[Dataset entries]

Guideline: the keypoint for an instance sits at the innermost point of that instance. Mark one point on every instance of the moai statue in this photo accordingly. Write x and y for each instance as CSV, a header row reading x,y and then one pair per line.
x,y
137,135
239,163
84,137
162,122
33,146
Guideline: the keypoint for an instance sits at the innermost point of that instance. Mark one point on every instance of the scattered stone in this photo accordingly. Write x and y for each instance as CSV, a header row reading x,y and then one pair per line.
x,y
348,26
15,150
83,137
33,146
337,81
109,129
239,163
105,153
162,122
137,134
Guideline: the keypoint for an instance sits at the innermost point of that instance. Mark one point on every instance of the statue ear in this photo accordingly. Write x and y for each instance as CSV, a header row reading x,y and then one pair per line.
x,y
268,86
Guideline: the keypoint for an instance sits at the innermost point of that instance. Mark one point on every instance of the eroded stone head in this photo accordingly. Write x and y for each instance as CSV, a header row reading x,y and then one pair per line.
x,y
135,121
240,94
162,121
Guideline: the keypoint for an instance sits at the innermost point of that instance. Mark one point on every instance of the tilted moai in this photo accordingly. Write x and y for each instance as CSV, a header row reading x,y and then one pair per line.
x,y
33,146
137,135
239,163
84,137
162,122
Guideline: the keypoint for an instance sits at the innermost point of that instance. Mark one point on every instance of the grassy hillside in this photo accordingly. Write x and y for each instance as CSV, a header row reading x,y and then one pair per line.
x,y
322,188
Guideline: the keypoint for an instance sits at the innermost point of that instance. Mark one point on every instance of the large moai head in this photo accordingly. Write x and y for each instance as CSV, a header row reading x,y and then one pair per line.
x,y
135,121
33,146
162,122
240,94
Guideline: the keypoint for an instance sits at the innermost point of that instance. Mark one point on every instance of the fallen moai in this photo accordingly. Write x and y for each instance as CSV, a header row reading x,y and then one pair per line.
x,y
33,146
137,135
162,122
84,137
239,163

**Prompt:**
An exact copy of every record is needed.

**Answer for this exercise:**
Guideline: the keypoint for an instance sits at the innermost point of that instance. Mark one point on every instance of the moai statue in this photo accordingly. Write x and y for each instance as CSV, a header row reading x,y and then one pair per line.
x,y
137,135
239,163
84,137
162,122
33,146
Guideline: the keypoint for an instance sits at the innermost point of that instance. Mark one point on every instance of the scattered stone in this photo accordingly. Write x and y for each instance as CSV, a header row reading x,y and then one pair per line.
x,y
348,26
15,150
83,137
33,146
337,81
109,129
239,163
105,153
162,122
137,134
Guideline: the keypoint for an instance sits at the innermost point of that instance. Mark one point on every instance of the statue ear in this photo accordingly. Write x and y for each instance as CSV, a header row reading x,y and then one pair per line.
x,y
268,86
Guideline: the keypoint for an instance sits at the innermost point of that instance. Mark one point on every instance of the eroded stone head in this photo accordingly. Write x and y for each instance as CSV, a header row reading x,y and then one pair per line.
x,y
135,121
240,94
162,121
Guideline: the keypoint for an instance sits at the innermost point of that instance. Mark one point on every instance of the tilted moai in this photo accordingly. Write x and y for each instance as CSV, a header row reading x,y and then one pair per line.
x,y
33,146
137,135
239,163
84,137
162,122
Guideline: the keypoint for an instance sits at the innermost point of that instance. Mark one point on every instance of the grassy hillside in this photo accordingly. Write x and y for each instance as CSV, a header row reading x,y and then one pair per line.
x,y
322,188
Guideline: the keypoint for an instance sits at the innermost point of that instance. Mark one point on every instance of the large moai head in this photo accordingly. Write x and y for each instance as CSV, a header row reading x,y and then one pair per line.
x,y
135,121
33,146
162,122
240,94
Guideline: the keypoint for an instance sits at the innermost point of that instance. Mark one point on every instance of the fallen moai in this photo accordingly. Write x and y for each instance as CSV, a header row reading x,y and then one pair per line.
x,y
33,146
137,135
162,122
84,137
239,163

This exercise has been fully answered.